→ EXTRACTED TEXT:
────────────────────
Dogs also get something called dilated cardiomyopathy. With this disease, the walls of the heart become thin and the heart distends so it is larger than normal. This means that every time the heart pumps, it pumps very weakly and the blood doesn’t circulate well. We then see a shortage of oxygen to the brain and a backup of fluid in the lungs. This can present as exercise intolerance, coughing, or a distended abdomen. This is seen more commonly in large-breed dogs and usually happens over time, though Great Danes and Dobermans are more likely to have this as a congenital (born with it) problem.

This is the disease that is being linked to grain-free food. The thinking is that the things which are added in the place of grains (dogs still need carbohydrates from somewhere) interfere with the absorption of a certain amino acid which is important for heart muscle integrity. Hopefully, as studies progress, we will have a clearer idea of this link. At this point, even supplementing the amino acid (taurine) doesn’t seem to help, since absorption is affected. Dogs taken off these diets often can reverse the disease more drastically than the type that is caused by time or genetics.
────────────────────
→ STUDY MATERIAL:

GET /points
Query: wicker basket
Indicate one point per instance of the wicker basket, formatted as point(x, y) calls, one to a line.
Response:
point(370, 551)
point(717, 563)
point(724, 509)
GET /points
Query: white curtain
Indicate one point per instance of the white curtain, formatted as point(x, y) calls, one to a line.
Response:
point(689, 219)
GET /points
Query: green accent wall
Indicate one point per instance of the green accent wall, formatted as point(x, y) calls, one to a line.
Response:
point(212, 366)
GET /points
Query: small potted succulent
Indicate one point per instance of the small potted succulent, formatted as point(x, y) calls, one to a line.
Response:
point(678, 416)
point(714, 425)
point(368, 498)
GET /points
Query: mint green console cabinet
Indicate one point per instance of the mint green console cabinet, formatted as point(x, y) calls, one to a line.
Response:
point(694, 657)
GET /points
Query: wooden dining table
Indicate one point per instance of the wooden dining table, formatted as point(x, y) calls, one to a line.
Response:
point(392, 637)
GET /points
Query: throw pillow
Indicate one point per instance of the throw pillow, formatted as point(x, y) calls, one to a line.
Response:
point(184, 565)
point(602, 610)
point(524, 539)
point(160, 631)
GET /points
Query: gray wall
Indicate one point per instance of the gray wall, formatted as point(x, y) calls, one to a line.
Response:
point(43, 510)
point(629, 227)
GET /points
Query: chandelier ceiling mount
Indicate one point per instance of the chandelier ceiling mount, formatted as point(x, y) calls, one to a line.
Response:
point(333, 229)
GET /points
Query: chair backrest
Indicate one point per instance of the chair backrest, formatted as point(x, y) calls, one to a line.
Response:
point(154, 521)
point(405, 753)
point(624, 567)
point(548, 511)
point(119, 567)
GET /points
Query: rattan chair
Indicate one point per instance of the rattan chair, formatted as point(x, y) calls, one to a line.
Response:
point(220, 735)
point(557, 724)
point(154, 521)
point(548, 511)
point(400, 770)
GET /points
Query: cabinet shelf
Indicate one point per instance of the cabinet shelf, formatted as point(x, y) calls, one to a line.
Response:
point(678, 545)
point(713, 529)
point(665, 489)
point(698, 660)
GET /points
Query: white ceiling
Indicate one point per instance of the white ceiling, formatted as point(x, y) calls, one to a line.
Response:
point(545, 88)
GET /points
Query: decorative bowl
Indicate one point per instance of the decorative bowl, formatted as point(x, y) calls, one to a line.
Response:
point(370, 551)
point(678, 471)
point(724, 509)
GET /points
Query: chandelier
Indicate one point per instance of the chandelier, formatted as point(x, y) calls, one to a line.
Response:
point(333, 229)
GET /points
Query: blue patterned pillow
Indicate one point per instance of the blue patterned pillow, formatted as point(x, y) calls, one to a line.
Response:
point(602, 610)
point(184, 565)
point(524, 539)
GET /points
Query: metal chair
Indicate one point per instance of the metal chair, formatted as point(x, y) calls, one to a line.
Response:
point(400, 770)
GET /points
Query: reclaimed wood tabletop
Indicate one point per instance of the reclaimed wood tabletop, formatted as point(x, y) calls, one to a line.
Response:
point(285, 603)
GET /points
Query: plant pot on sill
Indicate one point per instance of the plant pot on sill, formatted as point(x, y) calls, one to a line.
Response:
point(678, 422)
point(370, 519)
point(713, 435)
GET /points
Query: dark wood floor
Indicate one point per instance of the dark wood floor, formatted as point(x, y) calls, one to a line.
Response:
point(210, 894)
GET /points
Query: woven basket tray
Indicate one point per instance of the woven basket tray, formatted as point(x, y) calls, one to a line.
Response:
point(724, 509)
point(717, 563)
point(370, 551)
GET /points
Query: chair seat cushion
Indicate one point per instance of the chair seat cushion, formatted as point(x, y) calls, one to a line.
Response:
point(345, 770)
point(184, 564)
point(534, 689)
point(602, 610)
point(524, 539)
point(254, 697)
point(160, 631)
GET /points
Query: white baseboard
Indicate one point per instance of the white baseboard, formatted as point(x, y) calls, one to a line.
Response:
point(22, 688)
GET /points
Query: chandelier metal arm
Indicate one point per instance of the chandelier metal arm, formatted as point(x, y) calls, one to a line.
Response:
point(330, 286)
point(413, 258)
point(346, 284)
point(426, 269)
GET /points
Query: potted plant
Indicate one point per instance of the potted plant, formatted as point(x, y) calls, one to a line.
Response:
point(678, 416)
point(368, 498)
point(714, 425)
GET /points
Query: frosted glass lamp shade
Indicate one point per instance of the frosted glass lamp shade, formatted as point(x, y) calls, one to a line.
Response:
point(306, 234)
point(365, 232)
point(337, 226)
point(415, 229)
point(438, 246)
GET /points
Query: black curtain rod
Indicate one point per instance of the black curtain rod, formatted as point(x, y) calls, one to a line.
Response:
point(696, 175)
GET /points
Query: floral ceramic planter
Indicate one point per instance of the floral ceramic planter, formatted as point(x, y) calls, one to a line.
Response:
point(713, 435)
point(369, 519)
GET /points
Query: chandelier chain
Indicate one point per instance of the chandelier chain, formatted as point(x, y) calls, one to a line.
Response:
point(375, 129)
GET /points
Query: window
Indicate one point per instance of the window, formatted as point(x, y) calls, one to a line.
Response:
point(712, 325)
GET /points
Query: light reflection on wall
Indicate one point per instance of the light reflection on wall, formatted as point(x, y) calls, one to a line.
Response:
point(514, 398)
────────────────────
→ WHAT TO PRODUCE: In the text on dilated cardiomyopathy in dogs, which two breeds are named as more likely to have the disease as a congenital problem?

→ ANSWER BOX: Great Danes and Dobermans.